** START Input material **
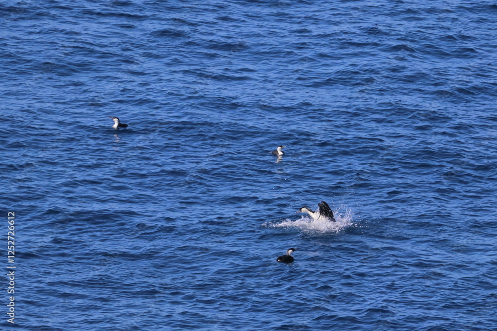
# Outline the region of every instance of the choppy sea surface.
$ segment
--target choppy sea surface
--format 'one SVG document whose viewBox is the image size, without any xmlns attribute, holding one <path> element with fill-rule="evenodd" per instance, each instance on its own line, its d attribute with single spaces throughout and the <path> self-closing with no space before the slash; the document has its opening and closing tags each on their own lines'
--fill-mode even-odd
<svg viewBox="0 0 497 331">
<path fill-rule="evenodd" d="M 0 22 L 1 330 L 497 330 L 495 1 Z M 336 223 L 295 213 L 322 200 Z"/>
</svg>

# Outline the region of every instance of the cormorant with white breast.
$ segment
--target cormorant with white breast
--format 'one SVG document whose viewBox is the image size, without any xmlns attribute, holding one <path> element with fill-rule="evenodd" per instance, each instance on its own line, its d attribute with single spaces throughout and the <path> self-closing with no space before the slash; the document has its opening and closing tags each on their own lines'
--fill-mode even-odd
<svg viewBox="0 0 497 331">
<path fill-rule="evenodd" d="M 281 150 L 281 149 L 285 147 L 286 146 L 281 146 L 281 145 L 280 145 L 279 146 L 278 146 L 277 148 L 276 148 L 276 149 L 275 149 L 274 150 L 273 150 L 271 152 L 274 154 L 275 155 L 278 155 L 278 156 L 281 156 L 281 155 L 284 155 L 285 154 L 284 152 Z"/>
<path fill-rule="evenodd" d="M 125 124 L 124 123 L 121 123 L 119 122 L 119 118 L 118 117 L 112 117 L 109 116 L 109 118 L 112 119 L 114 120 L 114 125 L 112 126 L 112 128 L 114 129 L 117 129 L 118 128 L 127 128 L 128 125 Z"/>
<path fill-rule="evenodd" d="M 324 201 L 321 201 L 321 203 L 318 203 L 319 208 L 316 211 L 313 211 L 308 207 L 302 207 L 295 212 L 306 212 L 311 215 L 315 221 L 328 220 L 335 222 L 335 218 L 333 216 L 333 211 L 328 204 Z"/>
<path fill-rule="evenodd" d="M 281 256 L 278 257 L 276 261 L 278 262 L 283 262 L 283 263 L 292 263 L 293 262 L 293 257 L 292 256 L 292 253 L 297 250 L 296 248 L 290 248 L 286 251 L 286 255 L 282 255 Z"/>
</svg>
** END Input material **
**Directive**: Copy out all of the data above word for word, but leave the pictures out.

**Full answer**:
# Outline the region of every instance of the choppy sea surface.
$ segment
--target choppy sea surface
--format 'one SVG document whose viewBox is the image size, without any xmlns attribute, holding one <path> element with fill-rule="evenodd" per instance, each instance on its own line, its d attribute with single spaces throughout and the <path> self-closing with no space before the slash; the document has its opening and closing tags each on their own lines'
--fill-mode even-odd
<svg viewBox="0 0 497 331">
<path fill-rule="evenodd" d="M 0 22 L 1 330 L 497 330 L 495 1 Z M 336 223 L 295 213 L 322 200 Z"/>
</svg>

# Outline the region of every instance of the cormorant with white breast.
$ segment
--target cormorant with white breast
--format 'one SVG document whose viewBox is the image size, without any xmlns attribute, holding one <path> element with fill-rule="evenodd" per instance, each instance on its own line, its d attribute with single spaces throughout and the <path> self-closing with no space before the slash; the document has its opening and closing tags each on their own lines'
--fill-mode even-odd
<svg viewBox="0 0 497 331">
<path fill-rule="evenodd" d="M 281 150 L 281 149 L 285 147 L 286 146 L 281 146 L 281 145 L 280 145 L 279 146 L 278 146 L 277 148 L 276 148 L 276 149 L 275 149 L 274 150 L 273 150 L 271 152 L 274 154 L 275 155 L 278 155 L 278 156 L 281 156 L 281 155 L 284 155 L 285 154 L 284 152 Z"/>
<path fill-rule="evenodd" d="M 125 124 L 124 123 L 121 123 L 119 122 L 119 118 L 118 117 L 112 117 L 109 116 L 109 118 L 112 119 L 114 120 L 114 125 L 112 126 L 112 128 L 114 129 L 117 129 L 118 128 L 127 128 L 128 125 Z"/>
<path fill-rule="evenodd" d="M 324 201 L 321 201 L 321 203 L 318 203 L 319 208 L 316 211 L 313 211 L 308 207 L 302 207 L 295 212 L 306 212 L 311 215 L 315 221 L 328 220 L 335 222 L 335 218 L 333 216 L 333 211 L 328 204 Z"/>
<path fill-rule="evenodd" d="M 281 256 L 278 257 L 276 261 L 278 262 L 283 262 L 283 263 L 292 263 L 293 262 L 293 257 L 292 256 L 292 253 L 297 250 L 296 248 L 290 248 L 286 251 L 286 255 L 282 255 Z"/>
</svg>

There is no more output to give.